Give each row below as a JSON list of strings, with one string for each line and blank lines left out.

— Start The records —

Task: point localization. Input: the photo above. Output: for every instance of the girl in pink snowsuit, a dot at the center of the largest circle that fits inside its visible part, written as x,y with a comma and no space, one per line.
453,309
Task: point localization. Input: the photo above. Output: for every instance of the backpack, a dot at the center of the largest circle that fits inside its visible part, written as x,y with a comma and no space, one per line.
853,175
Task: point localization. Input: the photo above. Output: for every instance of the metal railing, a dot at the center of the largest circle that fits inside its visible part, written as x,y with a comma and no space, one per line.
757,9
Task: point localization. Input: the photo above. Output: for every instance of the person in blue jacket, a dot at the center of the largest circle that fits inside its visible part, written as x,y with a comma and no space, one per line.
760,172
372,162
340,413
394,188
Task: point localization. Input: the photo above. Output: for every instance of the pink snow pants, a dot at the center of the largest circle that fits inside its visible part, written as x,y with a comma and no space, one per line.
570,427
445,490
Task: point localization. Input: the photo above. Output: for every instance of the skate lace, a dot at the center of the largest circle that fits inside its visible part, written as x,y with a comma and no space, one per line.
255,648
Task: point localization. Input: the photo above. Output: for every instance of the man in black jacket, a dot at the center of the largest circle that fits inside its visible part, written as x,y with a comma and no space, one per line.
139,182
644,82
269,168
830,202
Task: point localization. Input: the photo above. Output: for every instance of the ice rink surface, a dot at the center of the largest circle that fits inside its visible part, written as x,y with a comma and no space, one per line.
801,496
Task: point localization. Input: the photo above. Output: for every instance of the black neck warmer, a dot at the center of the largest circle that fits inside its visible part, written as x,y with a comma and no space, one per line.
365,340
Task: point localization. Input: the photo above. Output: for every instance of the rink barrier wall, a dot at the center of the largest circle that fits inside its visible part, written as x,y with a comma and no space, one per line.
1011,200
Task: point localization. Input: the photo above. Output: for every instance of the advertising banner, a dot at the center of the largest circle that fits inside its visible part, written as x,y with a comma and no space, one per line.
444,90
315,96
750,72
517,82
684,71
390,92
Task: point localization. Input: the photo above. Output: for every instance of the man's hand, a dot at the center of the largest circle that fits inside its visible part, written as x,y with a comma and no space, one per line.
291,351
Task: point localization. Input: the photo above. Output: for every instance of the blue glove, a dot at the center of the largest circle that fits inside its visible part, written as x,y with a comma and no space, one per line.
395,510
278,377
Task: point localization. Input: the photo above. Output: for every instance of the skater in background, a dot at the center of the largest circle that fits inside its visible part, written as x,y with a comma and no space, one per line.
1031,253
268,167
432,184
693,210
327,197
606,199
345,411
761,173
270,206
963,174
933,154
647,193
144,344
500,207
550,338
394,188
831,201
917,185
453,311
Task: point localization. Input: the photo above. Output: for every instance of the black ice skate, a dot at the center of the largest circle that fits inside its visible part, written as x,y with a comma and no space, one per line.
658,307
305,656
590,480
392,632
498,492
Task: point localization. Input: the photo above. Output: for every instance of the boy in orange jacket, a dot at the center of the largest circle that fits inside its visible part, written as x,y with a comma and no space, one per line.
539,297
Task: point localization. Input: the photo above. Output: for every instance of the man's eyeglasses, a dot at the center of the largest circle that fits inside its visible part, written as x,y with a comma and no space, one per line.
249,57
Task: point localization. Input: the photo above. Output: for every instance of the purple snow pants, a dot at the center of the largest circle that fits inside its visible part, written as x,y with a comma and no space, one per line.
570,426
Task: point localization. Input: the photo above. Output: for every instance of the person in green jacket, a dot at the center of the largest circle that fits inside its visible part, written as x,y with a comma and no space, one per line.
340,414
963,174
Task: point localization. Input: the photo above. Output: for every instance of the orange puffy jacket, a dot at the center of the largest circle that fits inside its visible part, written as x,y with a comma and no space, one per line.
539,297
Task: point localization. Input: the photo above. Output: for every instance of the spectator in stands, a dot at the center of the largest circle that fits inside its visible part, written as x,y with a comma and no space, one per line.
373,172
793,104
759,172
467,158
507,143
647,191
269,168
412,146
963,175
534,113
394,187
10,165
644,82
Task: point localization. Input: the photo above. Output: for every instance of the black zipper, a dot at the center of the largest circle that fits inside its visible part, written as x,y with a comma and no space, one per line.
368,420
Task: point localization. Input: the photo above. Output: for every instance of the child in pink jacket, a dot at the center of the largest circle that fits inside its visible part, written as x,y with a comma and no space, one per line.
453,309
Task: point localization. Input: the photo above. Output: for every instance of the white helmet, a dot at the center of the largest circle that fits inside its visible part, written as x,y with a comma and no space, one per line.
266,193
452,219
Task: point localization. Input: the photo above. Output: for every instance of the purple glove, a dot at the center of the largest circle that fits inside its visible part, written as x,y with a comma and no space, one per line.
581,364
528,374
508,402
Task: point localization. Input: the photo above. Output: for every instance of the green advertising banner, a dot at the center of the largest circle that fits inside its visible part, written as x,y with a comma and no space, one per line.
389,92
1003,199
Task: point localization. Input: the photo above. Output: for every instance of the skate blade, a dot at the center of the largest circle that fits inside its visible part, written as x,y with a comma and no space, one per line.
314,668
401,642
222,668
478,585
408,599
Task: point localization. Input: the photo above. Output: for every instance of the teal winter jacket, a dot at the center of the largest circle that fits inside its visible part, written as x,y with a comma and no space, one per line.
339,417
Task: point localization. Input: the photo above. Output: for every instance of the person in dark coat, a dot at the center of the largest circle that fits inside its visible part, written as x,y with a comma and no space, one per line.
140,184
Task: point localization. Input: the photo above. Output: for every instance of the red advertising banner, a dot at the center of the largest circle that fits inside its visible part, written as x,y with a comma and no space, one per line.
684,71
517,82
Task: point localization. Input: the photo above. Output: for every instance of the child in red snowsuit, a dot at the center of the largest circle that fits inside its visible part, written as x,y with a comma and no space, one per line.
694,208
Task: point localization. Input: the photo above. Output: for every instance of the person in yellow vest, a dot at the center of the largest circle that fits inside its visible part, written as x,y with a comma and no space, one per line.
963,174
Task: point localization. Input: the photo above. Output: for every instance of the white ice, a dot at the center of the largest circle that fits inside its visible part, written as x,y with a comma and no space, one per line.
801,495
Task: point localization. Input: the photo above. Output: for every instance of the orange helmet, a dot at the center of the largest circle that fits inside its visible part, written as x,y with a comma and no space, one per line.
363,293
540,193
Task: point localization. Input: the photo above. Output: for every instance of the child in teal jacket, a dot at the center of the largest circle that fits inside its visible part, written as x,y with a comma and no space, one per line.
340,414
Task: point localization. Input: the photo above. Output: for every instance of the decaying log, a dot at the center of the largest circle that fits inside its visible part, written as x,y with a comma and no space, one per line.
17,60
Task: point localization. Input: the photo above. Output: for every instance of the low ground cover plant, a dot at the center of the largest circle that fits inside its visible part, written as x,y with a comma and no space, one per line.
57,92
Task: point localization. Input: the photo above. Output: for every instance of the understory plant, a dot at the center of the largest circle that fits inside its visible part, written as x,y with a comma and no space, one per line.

— End The records —

*Answer for this exercise*
[
  "Task: point localization. Input: the photo above. Output: for every instance of the girl in pink snowsuit, a dot at the center of the largest circle that fits inside its visible part, written as x,y with a comma and no space, one per line.",
  "453,309",
  "Task: point localization. Input: the photo above. Output: for every instance of the backpack, a dot at the center of the largest circle that fits inside its visible part, written as x,y with a comma and no space, one per line.",
  "853,175",
  "Task: point localization. Input: the photo above. Output: for every instance of the metal railing, a dot at the center of the largest circle that fits inside its visible part, written as x,y with a comma and no space, one per line.",
  "757,9",
  "Task: point localization. Input: the photo above. Output: for every instance of the person in blue jacket, a dot at the center of the largest circle that fits inside its visible part, written as x,y with a comma and no space, one per line.",
  "760,172",
  "372,162",
  "340,413",
  "394,188",
  "Task: point localization. Input: the photo above. Output: for every instance of the pink snow pants, a dot at the center of the largest circle that fits inside its visible part, written as x,y with a comma and no space, one per line.",
  "570,427",
  "445,490",
  "Task: point localization. Input: the photo above. Output: for every instance of the skate lace, a dot at the center of the largest circle that fits inside its visible part, written as x,y with a comma and no space, one per line.",
  "255,648",
  "Task: point localization. Input: the photo above. Output: for every instance of the man in black jacket, a dot at the center of the largest circle that fits inside its visible part, written as x,y with a comma and no space, one per line.",
  "139,182",
  "644,82",
  "269,168",
  "830,202",
  "Task: point localization. Input: the photo above. Output: for every instance of the ice rink surface, a dot at the center of the largest circle that fits inside its visible part, written as x,y with a comma and no space, one per line.",
  "801,496",
  "Task: point localization. Input: the photo above. Output: for every instance of the black neck warmer, a dot at the center of the largest circle that fits inside its visible part, written as x,y with a comma and no space, one per line.",
  "365,340",
  "Task: point localization. Input: the photo above. Output: for every instance of the rink barrier wall, a dot at the center of the largest circle that fits inside its visible part, written as x,y with a comma and no space, one per line.",
  "1011,200",
  "Task: point localization. Input: the photo above. Output: for every instance of the advertising banner, a dot at the center of the largest circle that fits inside its visible part, written as x,y with a comma and no space, one per line.",
  "444,90",
  "315,96",
  "750,72",
  "517,82",
  "684,71",
  "390,92",
  "Task: point localization. Input: the photo above. Output: for every instance of the man's hand, a dot at the center of the largest circle that fits inside its visible part, written as x,y with a comma and no space, one per line.",
  "291,351",
  "Task: point localization. Input: the photo above. Output: for every instance of the blue glove, a dot at the center of the largest circle that fits inside its visible part, written as x,y with a comma and no space, one per line.",
  "395,510",
  "278,377",
  "Task: point localization. Input: the photo above. Output: for every instance of the skater in background, a dot at the center of the largest circle that fits inside its visible part, written as x,y with a comma and no space, one per line.",
  "1031,253",
  "268,167",
  "432,184",
  "693,210",
  "327,197",
  "606,199",
  "345,411",
  "761,173",
  "270,206",
  "963,174",
  "933,154",
  "647,193",
  "144,344",
  "500,207",
  "550,338",
  "394,188",
  "831,201",
  "917,185",
  "453,311",
  "Task: point localization. Input: the photo above. Output: for every instance of the black ice skate, a dot at the center of the largest circle that fits inside its visible part, written as x,y with a comma and no space, one per line.",
  "658,307",
  "305,656",
  "590,480",
  "392,632",
  "498,492",
  "Task: point localization. Input: the photo above. Output: for every instance of the boy in orange jacket, a dot at the center of the largest circle that fits inside its visible part, written as x,y with a comma and no space, one per line.",
  "539,297",
  "Task: point localization. Input: the photo above. Output: for every instance of the man's eyeglasses, a dot at the center of the largest circle that fits inside its visible part, written as x,y with a comma and no space, one per line.",
  "249,57",
  "Task: point localization. Input: the photo above. Output: for every instance of the purple snow pants, a dot at the center of the largest circle that fits inside its visible part, written as x,y with a comma and no space, one per line.",
  "570,426",
  "Task: point localization. Input: the photo above. Output: for every instance of the person in green jacket, a dot at the center of the largest circle that fits inside its visible part, written as x,y with a comma and no space, one per line.",
  "340,414",
  "963,174",
  "Task: point localization. Input: the photo above. Output: for every instance of the orange puffy jacket, a dot at the center of the largest circle that fits inside its visible part, written as x,y with a comma and no space, one per line.",
  "539,297",
  "Task: point localization. Input: the photo above. Output: for every instance of the spectator in stands, a dot at the center of the largest circle that fits inside its visible part, written as x,y with a comma and no space, one per line.",
  "373,172",
  "793,104",
  "759,172",
  "467,158",
  "507,143",
  "647,191",
  "269,168",
  "412,146",
  "963,175",
  "534,113",
  "394,187",
  "10,165",
  "644,82",
  "Task: point localization. Input: the photo above. Output: for every instance of the black zipper, a dot at the center of the largest circle that fits inside its visible part, written as x,y with a comma and no space, one per line.",
  "368,420",
  "Task: point localization. Input: the photo above. Output: for every instance of the child in pink jacket, a dot at the center of the largest circle that fits inside its visible part, written as x,y with a comma and no space, one per line.",
  "453,309",
  "Task: point localization. Input: the photo above. Output: for every instance of the white helmet, a dot at the center of the largest circle that fits inside its visible part, written as x,y with a comma and no space, one per line.",
  "266,193",
  "452,219",
  "Task: point localization. Input: the photo above. Output: for every instance of the purple glove, a dot at the center of the largest circle that fits inside its visible part, written as x,y with a comma and no space, one per line.",
  "581,364",
  "528,374",
  "508,402",
  "Task: point localization. Input: the photo above. Output: for every instance of the green advertising banner, a dot at the center of the largest circle that fits inside its visible part, written as x,y with a comma and no space, one per line.",
  "389,92",
  "1003,199",
  "Task: point localization. Input: the photo above. Output: for every instance of the skate blade, a dot at the center of the largest circle that fits inside its visible part, written as x,y with a comma and no space, one per line.",
  "314,668",
  "401,642",
  "222,668",
  "478,585",
  "408,599",
  "Task: point localization. Input: the photo above. Output: for every instance of the teal winter jacket, a dot at the center of the largest circle that fits inside its visible part, written as x,y with a comma and no space, one per line.",
  "339,417",
  "Task: point localization. Input: the photo above. Output: for every instance of the person in dark coat, a dot at the center of the largest circle that fits inside its visible part, written as x,y with a comma and no space, one per line.",
  "140,184",
  "Task: point localization. Input: the photo above. Output: for every instance of the red advertising banner, a dot at the center of the largest circle that fits inside its visible part, written as x,y with a comma and no space, one per line.",
  "684,71",
  "517,82",
  "Task: point localization. Input: the photo above. Output: for every instance of the child in red snowsuit, a dot at the center of the largest circle that fits inside its visible part, written as x,y with a comma and no space, one per line.",
  "694,208",
  "Task: point localization. Input: the photo above. Output: for every instance of the person in yellow vest, a dot at the center of the largest circle that fits inside its visible part, written as x,y with a comma and no space, one per line.",
  "963,174",
  "Task: point localization. Input: the photo above. Output: for every instance of the white ice, a dot at the center of the largest circle that fits inside its visible part, written as x,y with a comma and no space, one per line.",
  "801,495",
  "Task: point localization. Input: the photo above. Output: for every instance of the orange helmet, a dot at the center of the largest circle that fits inside its visible part, written as x,y with a comma and no space, one per line.",
  "363,293",
  "540,193",
  "Task: point localization. Input: the photo above. Output: for every instance of the child in teal jacket, a dot at the center of the largest circle that fits inside its visible part, written as x,y with a comma and no space, one per line.",
  "340,414",
  "Task: point localization. Input: the photo above. Output: for every instance of the decaying log, a dot at the center of the largest circle that fits inside its visible part, written as x,y with a comma and no space, one per line.",
  "17,60",
  "Task: point localization. Input: the photo above. Output: for every instance of the low ground cover plant, a dot at the center of the largest circle that fits inside its visible part, written as x,y with a comma and no space, one per line.",
  "57,92",
  "Task: point localization. Input: the photo above. Output: for every instance of the understory plant, a dot at the center of the largest circle that fits inside its visible part, written as x,y with a comma and no space, one per line."
]